■ The task
Give back all the data exactly, line by line.

++++ Input for this task ++++

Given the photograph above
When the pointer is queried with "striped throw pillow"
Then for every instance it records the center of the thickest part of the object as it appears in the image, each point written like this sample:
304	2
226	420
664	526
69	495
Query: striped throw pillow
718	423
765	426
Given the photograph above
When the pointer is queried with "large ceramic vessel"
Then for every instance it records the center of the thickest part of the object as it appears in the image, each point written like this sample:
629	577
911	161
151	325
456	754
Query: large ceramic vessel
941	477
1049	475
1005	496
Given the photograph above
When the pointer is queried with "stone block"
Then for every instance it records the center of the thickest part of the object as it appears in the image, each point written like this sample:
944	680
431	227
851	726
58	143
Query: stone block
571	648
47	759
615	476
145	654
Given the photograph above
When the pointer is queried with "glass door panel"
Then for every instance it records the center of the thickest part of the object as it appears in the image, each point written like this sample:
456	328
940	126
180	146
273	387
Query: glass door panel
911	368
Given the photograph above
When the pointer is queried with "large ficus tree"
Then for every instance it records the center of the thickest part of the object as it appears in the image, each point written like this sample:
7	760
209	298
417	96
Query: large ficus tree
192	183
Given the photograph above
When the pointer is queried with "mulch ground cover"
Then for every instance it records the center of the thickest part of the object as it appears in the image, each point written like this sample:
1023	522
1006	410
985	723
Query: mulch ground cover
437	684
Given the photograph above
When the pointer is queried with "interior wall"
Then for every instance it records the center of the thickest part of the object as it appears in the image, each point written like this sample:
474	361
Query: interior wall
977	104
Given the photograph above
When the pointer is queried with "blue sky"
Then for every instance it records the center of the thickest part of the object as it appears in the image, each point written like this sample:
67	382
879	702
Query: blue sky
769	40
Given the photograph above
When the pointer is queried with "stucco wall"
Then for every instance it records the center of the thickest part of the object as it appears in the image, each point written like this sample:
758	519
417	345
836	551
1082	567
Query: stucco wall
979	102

++++

■ Solution for this task
Given the photograph above
When the pointer is queried with "striped throw pillow"
Then for every instance it records the center of the thickest part of the object as it appears in the image, each point written like this sample:
304	2
226	420
664	526
69	495
Query: striped throw pillow
718	423
765	426
Given the photograph above
When the pointer is queried with "large ceramic vessel"
Then for every instance it records the center of the thickest part of the object as it appears in the image, each point written like this sample:
629	577
911	161
151	325
456	754
Query: large ceramic vessel
941	477
1049	475
1005	496
Given the photograph above
When the pointer is queried with "stone block"
Then for every instance it records the center of the thickest part of the object as it appears in the image, each point written like this sample:
944	680
431	227
851	726
58	143
Query: stone block
571	648
47	759
615	476
145	654
Given the photograph above
When the pointer is queried with "glass door panel"
Then for every instance it records the center of the thickest part of the object as it appears in the image, each point written like this sample:
456	328
940	126
180	146
273	387
Query: glass door panel
911	368
Given the photograph above
When the pointer is queried with "large ficus tree"
Then for every instance it records the center of the thickest part of the object as it appears in the image, each point written like this sample:
7	760
209	298
417	96
Query: large ficus tree
192	183
Given the photograph above
When the pointer is queried with "mulch ground cover"
Then for every instance it records the center of the thickest part of the object as it appears in the image, each point written like this sample:
1023	522
1006	410
985	723
Query: mulch ground cover
437	684
Given the photograph above
When the pointer is queried with "interior wall"
Then for every instance it records the center of the thickest part of the object as it appears in the image, each point written like this sample:
474	361
Query: interior wall
977	104
Given the photograph above
When the pointer is queried with "blue sky"
Then for every instance it records the center of the thickest part of the object as it appears in the image, each point written like this sample:
67	382
879	702
Query: blue sky
769	40
Given the photograph above
When the pointer is queried with "stucco wall"
Then for every instance it records the center of the thickest part of the object as it appears in the image, each point written like this sample:
758	519
417	345
836	551
1082	567
Query: stucco wall
979	102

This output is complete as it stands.